_Directions for this task_
Reproduce the data below in full and exclude every picture.

[Data extracts — start]

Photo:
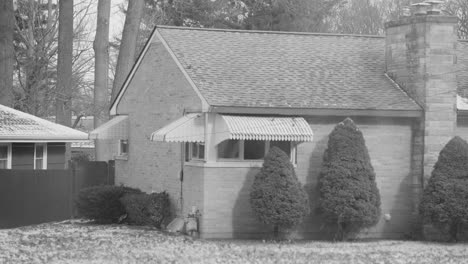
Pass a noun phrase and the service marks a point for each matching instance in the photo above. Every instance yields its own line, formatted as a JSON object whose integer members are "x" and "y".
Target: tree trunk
{"x": 6, "y": 52}
{"x": 101, "y": 72}
{"x": 64, "y": 63}
{"x": 127, "y": 49}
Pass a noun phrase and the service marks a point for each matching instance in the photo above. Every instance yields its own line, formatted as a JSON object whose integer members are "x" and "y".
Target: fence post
{"x": 111, "y": 172}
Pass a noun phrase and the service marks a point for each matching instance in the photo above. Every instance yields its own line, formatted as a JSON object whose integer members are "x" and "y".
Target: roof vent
{"x": 420, "y": 9}
{"x": 434, "y": 9}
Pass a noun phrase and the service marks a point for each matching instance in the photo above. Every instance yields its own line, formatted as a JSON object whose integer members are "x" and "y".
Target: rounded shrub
{"x": 102, "y": 203}
{"x": 444, "y": 203}
{"x": 146, "y": 209}
{"x": 277, "y": 198}
{"x": 349, "y": 199}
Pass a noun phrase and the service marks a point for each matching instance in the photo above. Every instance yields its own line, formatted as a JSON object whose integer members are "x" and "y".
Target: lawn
{"x": 87, "y": 243}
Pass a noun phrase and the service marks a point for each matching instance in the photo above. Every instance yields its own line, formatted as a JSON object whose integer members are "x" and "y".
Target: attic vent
{"x": 428, "y": 7}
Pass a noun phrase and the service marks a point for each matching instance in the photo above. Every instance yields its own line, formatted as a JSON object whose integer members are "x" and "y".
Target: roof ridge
{"x": 271, "y": 32}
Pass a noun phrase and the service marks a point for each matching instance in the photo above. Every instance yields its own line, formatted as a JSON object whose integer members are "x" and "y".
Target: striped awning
{"x": 268, "y": 128}
{"x": 189, "y": 128}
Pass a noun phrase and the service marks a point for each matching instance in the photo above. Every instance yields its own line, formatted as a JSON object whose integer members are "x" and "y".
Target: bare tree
{"x": 359, "y": 17}
{"x": 6, "y": 52}
{"x": 128, "y": 44}
{"x": 459, "y": 8}
{"x": 101, "y": 72}
{"x": 64, "y": 63}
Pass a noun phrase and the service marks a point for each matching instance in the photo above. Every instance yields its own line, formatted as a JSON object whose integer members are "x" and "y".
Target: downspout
{"x": 181, "y": 175}
{"x": 181, "y": 178}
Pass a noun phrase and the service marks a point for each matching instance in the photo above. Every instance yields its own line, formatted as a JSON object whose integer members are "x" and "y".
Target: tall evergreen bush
{"x": 444, "y": 203}
{"x": 277, "y": 198}
{"x": 349, "y": 199}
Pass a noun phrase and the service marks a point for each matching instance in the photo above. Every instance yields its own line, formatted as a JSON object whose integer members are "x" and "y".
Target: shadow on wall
{"x": 398, "y": 203}
{"x": 244, "y": 223}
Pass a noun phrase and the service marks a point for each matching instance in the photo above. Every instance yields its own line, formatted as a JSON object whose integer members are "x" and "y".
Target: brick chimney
{"x": 420, "y": 57}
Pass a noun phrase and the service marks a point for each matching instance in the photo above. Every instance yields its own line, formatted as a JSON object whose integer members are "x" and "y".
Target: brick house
{"x": 32, "y": 143}
{"x": 201, "y": 106}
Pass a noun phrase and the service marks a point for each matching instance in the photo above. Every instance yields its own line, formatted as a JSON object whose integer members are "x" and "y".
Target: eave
{"x": 316, "y": 111}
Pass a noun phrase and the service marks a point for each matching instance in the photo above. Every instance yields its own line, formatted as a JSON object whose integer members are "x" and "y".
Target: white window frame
{"x": 44, "y": 155}
{"x": 8, "y": 154}
{"x": 190, "y": 152}
{"x": 120, "y": 153}
{"x": 292, "y": 154}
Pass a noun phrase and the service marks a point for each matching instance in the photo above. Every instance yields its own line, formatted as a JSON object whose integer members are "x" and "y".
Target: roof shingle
{"x": 287, "y": 70}
{"x": 16, "y": 125}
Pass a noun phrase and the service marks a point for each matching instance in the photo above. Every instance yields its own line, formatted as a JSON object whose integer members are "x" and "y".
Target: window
{"x": 283, "y": 145}
{"x": 252, "y": 149}
{"x": 5, "y": 156}
{"x": 40, "y": 156}
{"x": 194, "y": 151}
{"x": 229, "y": 149}
{"x": 123, "y": 147}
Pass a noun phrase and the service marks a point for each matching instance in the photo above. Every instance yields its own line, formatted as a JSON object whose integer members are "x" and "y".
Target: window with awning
{"x": 191, "y": 128}
{"x": 236, "y": 138}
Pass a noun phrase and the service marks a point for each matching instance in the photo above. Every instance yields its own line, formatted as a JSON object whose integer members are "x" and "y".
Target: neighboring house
{"x": 30, "y": 142}
{"x": 202, "y": 106}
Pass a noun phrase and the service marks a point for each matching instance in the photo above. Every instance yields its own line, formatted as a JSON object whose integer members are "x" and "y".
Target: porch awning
{"x": 268, "y": 128}
{"x": 189, "y": 128}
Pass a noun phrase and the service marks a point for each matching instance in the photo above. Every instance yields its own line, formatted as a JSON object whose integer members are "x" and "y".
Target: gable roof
{"x": 237, "y": 68}
{"x": 17, "y": 126}
{"x": 293, "y": 70}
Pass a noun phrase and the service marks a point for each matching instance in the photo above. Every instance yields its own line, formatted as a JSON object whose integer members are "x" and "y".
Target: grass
{"x": 71, "y": 242}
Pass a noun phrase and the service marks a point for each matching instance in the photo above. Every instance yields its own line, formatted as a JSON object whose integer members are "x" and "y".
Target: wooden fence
{"x": 37, "y": 196}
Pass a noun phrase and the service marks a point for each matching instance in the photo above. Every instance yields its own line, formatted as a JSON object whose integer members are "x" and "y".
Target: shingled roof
{"x": 19, "y": 126}
{"x": 290, "y": 70}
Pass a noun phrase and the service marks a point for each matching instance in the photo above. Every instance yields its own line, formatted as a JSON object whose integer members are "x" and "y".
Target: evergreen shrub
{"x": 102, "y": 203}
{"x": 349, "y": 199}
{"x": 277, "y": 197}
{"x": 444, "y": 203}
{"x": 146, "y": 209}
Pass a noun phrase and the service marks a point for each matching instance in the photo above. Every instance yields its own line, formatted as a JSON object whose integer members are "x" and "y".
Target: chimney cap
{"x": 434, "y": 2}
{"x": 421, "y": 4}
{"x": 421, "y": 8}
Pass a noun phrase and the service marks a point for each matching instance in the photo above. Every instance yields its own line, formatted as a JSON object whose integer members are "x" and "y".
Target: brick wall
{"x": 420, "y": 56}
{"x": 227, "y": 211}
{"x": 156, "y": 96}
{"x": 462, "y": 127}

[Data extracts — finish]

_Problem solution_
Photo:
Pass a noun phrase and the service marks a point for each matching instance in the photo above. Every instance yields its own line, formatted as a JSON object whose integer members are "x" and "y".
Target: tree trunk
{"x": 6, "y": 52}
{"x": 101, "y": 72}
{"x": 64, "y": 63}
{"x": 127, "y": 49}
Pass a noun phrase and the service marks a point for each matching instance in the photo above. Every instance yields its own line, formatted as a JSON object whose integer members are "x" and "y".
Target: fence post
{"x": 111, "y": 172}
Pass a noun phrase and the service marks a point for each matching instance in the photo above. Every instance yields its own line, formatted as a JSON object whose integer members are "x" and "y".
Target: roof vent
{"x": 420, "y": 9}
{"x": 434, "y": 9}
Pass a noun phrase and the service marks a point for each matching instance in the photo above. Every instance yields its own line, formatted as a JSON object whose integer members are "x" and "y".
Target: rounded shrub
{"x": 102, "y": 203}
{"x": 444, "y": 203}
{"x": 146, "y": 209}
{"x": 277, "y": 198}
{"x": 349, "y": 199}
Pass a noun phrase and the service marks a point for each matching instance in the photo above. Every instance yields its own line, formatted as a JSON object whose integer members are "x" and "y".
Target: lawn
{"x": 87, "y": 243}
Pass a noun phrase and the service marks a point for each matching instance in the photo above. Every instance yields its own line, formatted as a JSON object whose integer members are "x" and "y".
Target: attic vent
{"x": 428, "y": 7}
Pass a noun phrase and the service marks a point for each matching instance in the photo above. Every instance yields its own line, formatted as a JSON object whose integer members are "x" and "y".
Target: roof ridge
{"x": 271, "y": 32}
Pass a noun phrase and the service marks a point for each matching instance in the photo above. Every instance yields its own line, formatted as a JSON object whose integer members are "x" and "y".
Target: striped awning
{"x": 268, "y": 128}
{"x": 189, "y": 128}
Pass a noun phrase and the service marks a point for each matching instance in the photo above. Every instance yields its own line, formatted as a JSON object whose integer members are "x" and "y".
Target: bare tree
{"x": 359, "y": 17}
{"x": 6, "y": 52}
{"x": 128, "y": 44}
{"x": 459, "y": 8}
{"x": 101, "y": 72}
{"x": 64, "y": 63}
Pass a noun phrase and the service marks a point for each matching instance in the photo above. Every instance yields its own line, formatted as a JSON object whose integer members are "x" and "y".
Target: downspout
{"x": 181, "y": 175}
{"x": 181, "y": 178}
Pass a noun phrase and the service marks a point for each matching instance in the photo above. Every instance yields its own line, formatted as a JSON object whose integer members are "x" and "y".
Target: tall evergreen bush
{"x": 444, "y": 203}
{"x": 277, "y": 198}
{"x": 349, "y": 199}
Pass a noun phrase and the service marks a point for each matching instance in the photo above. Every instance yields its own line, formatted as a JSON object whose integer members are "x" and "y".
Target: shadow on wall
{"x": 398, "y": 203}
{"x": 244, "y": 223}
Pass a noun phrase and the service marks a point for each matching instance in the photo above. Every instance yields its own line, formatted as a JSON object whose integer members are "x" and "y".
Target: brick chimney
{"x": 420, "y": 57}
Pass a noun phrase and the service marks a point for each matching instance in the photo above. Every instance yields its own line, formatted as a JSON object whose integer members are "x" and "y".
Target: brick house
{"x": 32, "y": 143}
{"x": 201, "y": 106}
Pass a noun phrase and the service marks a point for each matching instance in the photo above. Every instance yields its own line, formatted as a JSON object whose integer members are "x" and "y".
Target: eave
{"x": 316, "y": 111}
Pass a noun phrase and the service marks a point for each matching instance in the photo above. Every instance yields its own line, formatted as a JSON object whose integer members are "x" and "y".
Target: white window frame
{"x": 44, "y": 155}
{"x": 8, "y": 154}
{"x": 190, "y": 152}
{"x": 120, "y": 153}
{"x": 292, "y": 154}
Pass a noun phrase and the service marks a point for each matching instance in the photo above. Every instance yields its own line, formatted as a JSON object whose integer members are "x" and "y".
Target: roof shingle
{"x": 287, "y": 70}
{"x": 16, "y": 125}
Pass a noun phrase and the service marks a point for each matching instance in the photo above. Every instance yields its own line, formatted as a JSON object whose integer members are "x" and "y".
Target: window
{"x": 283, "y": 145}
{"x": 252, "y": 149}
{"x": 5, "y": 156}
{"x": 40, "y": 156}
{"x": 194, "y": 151}
{"x": 229, "y": 149}
{"x": 123, "y": 147}
Pass a noun phrase and the service marks a point for each matching instance in the photo above. Every instance yields its own line, formatted as a JSON object whose integer members are "x" and "y".
Target: window with awning
{"x": 191, "y": 128}
{"x": 236, "y": 138}
Pass a noun phrase and the service marks a point for each matching instance in the photo above. Every instance yields its own line, formatted as a JSON object whose integer members are "x" and "y".
Target: neighboring house
{"x": 30, "y": 142}
{"x": 202, "y": 106}
Pass a noun phrase and the service marks a point for each matching instance in the photo above. Every instance yields its own line, formatted as a JSON object whose integer members are "x" and "y".
Target: porch awning
{"x": 268, "y": 128}
{"x": 189, "y": 128}
Pass a noun phrase and the service marks a point for each matching instance in the photo above. Every instance yields its own line, formatted as a JSON object whose integer members are "x" and "y".
Target: gable roof
{"x": 237, "y": 68}
{"x": 17, "y": 126}
{"x": 293, "y": 70}
Pass a noun phrase and the service marks a point for each matching instance in the photo above. Every instance yields its own line, formatted as a JSON object whose integer members are "x" and "y".
Target: grass
{"x": 71, "y": 242}
Pass a noun phrase and the service marks a point for each matching instance in the photo above. Every instance yields its own line, formatted as a JSON object whose integer members are "x" and "y".
Target: wooden fence
{"x": 37, "y": 196}
Pass a noun phrase and the service marks a point for each matching instance in the photo above. Every instance yields its own line, formatted as a JSON object whose integer members are "x" and "y".
Target: shingled roof
{"x": 19, "y": 126}
{"x": 290, "y": 70}
Pass a noun phrase and the service marks a point for each matching instance in the photo above. Every instance yields its own line, formatted as a JSON object whose integer members are "x" and "y".
Target: evergreen shrub
{"x": 102, "y": 203}
{"x": 349, "y": 199}
{"x": 277, "y": 197}
{"x": 444, "y": 203}
{"x": 146, "y": 209}
Pass a noun phrase and the service marks a point for each matching instance in the photo above. Every instance yields its own line, formatted as a JSON object whose integer members are "x" and "y".
Target: chimney cap
{"x": 434, "y": 2}
{"x": 421, "y": 4}
{"x": 421, "y": 8}
Pass a noun phrase and the service marks a point for each matching instance in the photo above. Every instance yields its own line, formatted as a JSON object whose integer members are "x" and "y".
Target: brick wall
{"x": 420, "y": 56}
{"x": 227, "y": 211}
{"x": 156, "y": 96}
{"x": 462, "y": 127}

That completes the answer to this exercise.